**TASK LIST**
A. Transcribe the NearSt funding article between "Google-backed, NearSt, a" and "in search results.", inclusive.
B. Extend the NearSt funding article beyond its final sentence.

**GIVEN PASSAGE**
UK-based NearSt secures €2.2 million to challenge Amazon with ‘local-availability’ tech

Google-backed, NearSt, a British retail technology business driving more people onto the high street, has raised around €2.2 million in seed funding. The round brings in finance from the Grosvenor Group, retail specialists True Global, consumer tech specialists YYX Capital and Moscar Capital, and takes the total raised by NearSt to over €5 million, following an earlier approx. €2.2 million raise in February 2020. The startup will use the fresh funds to fuel footfall into bricks and mortar stores at a critical time for physical retailers.

Founded in 2015 by Max Kreijn and Nick Brackenbury, the duo developed technology that makes products on physical store shelves visible to shoppers searching online nearby. Businesses like Google use the technology to show real-time local product availability directly in search results.

As the pandemic has shifted traditional shopping behaviours online, the London-born startup witnessed a tripling in demand from shoppers seeking out local product availability in 2020. NearSt’s technology helped redirect attention back to the nation’s high streets, locating items they were searching for online in nearby bricks-and-mortar stores. 

The tech is helping shoppers realise that buying local is often faster and easier than ordering on Amazon and providing a welcome boost for convenience stores such as Nisa, Londis and Budgens and luxury boutiques like Creed, Christopher Kane and Hirsh.

The British retail tech startup has seen a 3-fold increase in local product search demand throughout 2020, and will use the cash injection to accelerate uptake by retailers in the UK with a wave of new hires, and launch the startup’s offering internationally.

NearSt’s funding comes at a time of seismic shifts in how we shop and what it means to be a retailer.” said co-founder Nick Brackenbury. “We all know that the pandemic has driven shopping behaviours online; what’s often overlooked are the millions of people now going online to search for things locally on the high street. We’ve witnessed extraordinary growth in ‘local-availability’ searches throughout 2020. In the first lockdown customers searching for products nearby surged 620% compared to February levels, before levelling off at a 270% increase between July and September.”

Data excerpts
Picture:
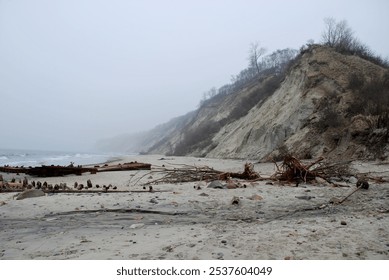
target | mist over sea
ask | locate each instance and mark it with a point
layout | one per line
(14, 157)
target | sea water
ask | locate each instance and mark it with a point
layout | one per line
(37, 158)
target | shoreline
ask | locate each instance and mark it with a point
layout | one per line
(191, 221)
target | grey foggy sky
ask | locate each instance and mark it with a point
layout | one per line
(75, 71)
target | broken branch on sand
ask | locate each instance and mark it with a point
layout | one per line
(293, 170)
(195, 174)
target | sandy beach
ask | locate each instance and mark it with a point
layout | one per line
(263, 220)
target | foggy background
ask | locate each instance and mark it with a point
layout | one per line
(75, 71)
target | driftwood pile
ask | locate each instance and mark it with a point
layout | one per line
(186, 173)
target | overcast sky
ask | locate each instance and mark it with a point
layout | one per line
(75, 71)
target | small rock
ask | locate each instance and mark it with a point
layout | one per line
(363, 184)
(305, 197)
(136, 226)
(219, 256)
(235, 200)
(30, 194)
(231, 185)
(256, 197)
(216, 185)
(153, 200)
(353, 180)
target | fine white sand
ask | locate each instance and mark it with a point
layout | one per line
(179, 221)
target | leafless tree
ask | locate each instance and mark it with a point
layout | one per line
(255, 53)
(337, 34)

**ANSWER LIST**
A.
Google-backed, NearSt, a British retail technology business driving more people onto the high street, has raised around €2.2 million in seed funding. The round brings in finance from the Grosvenor Group, retail specialists True Global, consumer tech specialists YYX Capital and Moscar Capital, and takes the total raised by NearSt to over €5 million, following an earlier approx. €2.2 million raise in February 2020. The startup will use the fresh funds to fuel footfall into bricks and mortar stores at a critical time for physical retailers.

Founded in 2015 by Max Kreijn and Nick Brackenbury, the duo developed technology that makes products on physical store shelves visible to shoppers searching online nearby. Businesses like Google use the technology to show real-time local product availability directly in search results.

B.
“While this most recent lockdown has driven another 500% surge, what’s clear is that shoppers are getting used to going online to find things in the local businesses they prefer to buy from. Online shopping is often positioned as the death knell for the high street – we think it’s far from this, and will rather be the foundation of a vibrant and healthy future for brick-and-mortar shops.”

So how does it work for the shops taking part? Shop owners install a small piece of powerful software that automatically connects to any type of shop point of sale or inventory management system. Shortly after stores start seeing their entire in-store inventory appear in local search results, sending nearby shoppers in-store who might otherwise have ordered online.

Today shops pay a one-time connection fee of around €400, and then NearSt’s core search product is free, with the option of purchasing weekly add-ons to drive additional local visibility. In addition to listing a shop’s products in Google, NearSt also provides detailed insights to the retailer about what’s popular with customers searching nearby.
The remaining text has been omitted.